== WHAT IS REQUIRED ==
The full set of records is to be reproduced verbatim.

** GIVEN RECORDS follows **

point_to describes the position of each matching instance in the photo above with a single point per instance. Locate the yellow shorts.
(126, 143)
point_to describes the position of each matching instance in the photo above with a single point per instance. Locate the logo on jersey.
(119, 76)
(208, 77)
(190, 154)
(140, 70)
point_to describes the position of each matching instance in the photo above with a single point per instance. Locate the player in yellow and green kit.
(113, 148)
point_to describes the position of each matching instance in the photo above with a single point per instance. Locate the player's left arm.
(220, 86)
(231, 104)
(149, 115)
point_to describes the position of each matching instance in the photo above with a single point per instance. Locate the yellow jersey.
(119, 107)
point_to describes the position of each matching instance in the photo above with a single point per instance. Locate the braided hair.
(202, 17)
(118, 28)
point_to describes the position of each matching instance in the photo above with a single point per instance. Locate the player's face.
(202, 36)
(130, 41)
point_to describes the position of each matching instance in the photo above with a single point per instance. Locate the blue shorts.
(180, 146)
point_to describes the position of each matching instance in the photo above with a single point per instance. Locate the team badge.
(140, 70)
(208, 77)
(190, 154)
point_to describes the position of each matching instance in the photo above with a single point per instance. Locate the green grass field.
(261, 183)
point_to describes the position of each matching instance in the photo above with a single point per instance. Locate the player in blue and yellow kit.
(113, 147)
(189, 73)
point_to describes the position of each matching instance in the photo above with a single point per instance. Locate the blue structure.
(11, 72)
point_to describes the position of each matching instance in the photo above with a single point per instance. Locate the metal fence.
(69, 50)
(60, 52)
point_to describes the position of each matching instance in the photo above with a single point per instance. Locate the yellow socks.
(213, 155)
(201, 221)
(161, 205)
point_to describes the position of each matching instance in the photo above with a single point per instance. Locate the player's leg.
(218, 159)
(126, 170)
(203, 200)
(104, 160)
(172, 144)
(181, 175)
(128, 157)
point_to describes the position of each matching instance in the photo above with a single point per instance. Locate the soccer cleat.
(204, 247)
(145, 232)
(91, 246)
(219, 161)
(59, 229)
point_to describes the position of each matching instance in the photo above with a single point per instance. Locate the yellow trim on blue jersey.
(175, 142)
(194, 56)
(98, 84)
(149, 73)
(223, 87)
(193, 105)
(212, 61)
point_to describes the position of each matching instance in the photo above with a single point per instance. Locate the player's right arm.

** End of GIVEN RECORDS **

== RESPONSE AREA ==
point_to describes the position of each matching instance in the photo above with a single point per instance. Locate the yellow shorts.
(126, 143)
point_to describes the position of each matching instance in the photo above with a single point per instance. Locate the logo on jersey.
(119, 76)
(208, 77)
(190, 154)
(140, 70)
point_to describes the position of each matching instance in the photo above with a single point per instance. Locate the player in yellow and green kit.
(113, 148)
point_to describes the position of each matching instance in the photo above with a single point per instance. Locate the player's left arm.
(220, 86)
(231, 104)
(149, 115)
point_to describes the position of each matching instance in the photo above with a single point per instance. Locate the yellow jersey.
(119, 107)
point_to describes the position of each matching instance in the photo above with a single point per instance. Locate the braided hair.
(202, 17)
(118, 28)
point_to describes the position of each matching instance in the photo above with a single point per instance. Locate the player's face.
(202, 36)
(130, 41)
point_to describes the position of each matching instance in the photo above with a single point per instance. Locate the blue shorts.
(180, 146)
point_to describes the position of each matching instance in the photo above with a single point per instance. Locate the team badge.
(140, 70)
(208, 77)
(190, 154)
point_to describes the position of each matching instance in the photo above with a single point per instance. Locate the green grass field.
(261, 183)
point_to describes the position of each matching instance in the photo above with a single point per instance. Locate the player in blue and yellow kit.
(113, 147)
(189, 73)
point_to describes the position of each matching instance in the photo above with a single point per instance. Locate the blue structure.
(11, 72)
point_to describes the position of each matching instance in the photo above with a single point per instance. Locate the metal fence.
(69, 50)
(60, 52)
point_to describes the position of each matching instance in the photo above with a single point per instance. Locate the yellow socks.
(213, 155)
(201, 221)
(161, 205)
point_to describes the position of each matching instance in the photo above with a single point per instance. Locate the player's leg.
(218, 159)
(126, 170)
(203, 200)
(104, 160)
(172, 144)
(181, 175)
(128, 157)
point_to describes the position of each matching instance in the photo above with a single point per instance. Locate the soccer cleat.
(204, 247)
(145, 232)
(91, 246)
(219, 161)
(59, 229)
point_to describes the position of each matching instance in the photo above with a single point per instance. Locate the yellow trim on blue jersey.
(175, 142)
(194, 56)
(98, 84)
(149, 73)
(223, 87)
(193, 105)
(212, 61)
point_to describes the position of each matching instance in the photo above with a single point per instance. Locate the player's right arm.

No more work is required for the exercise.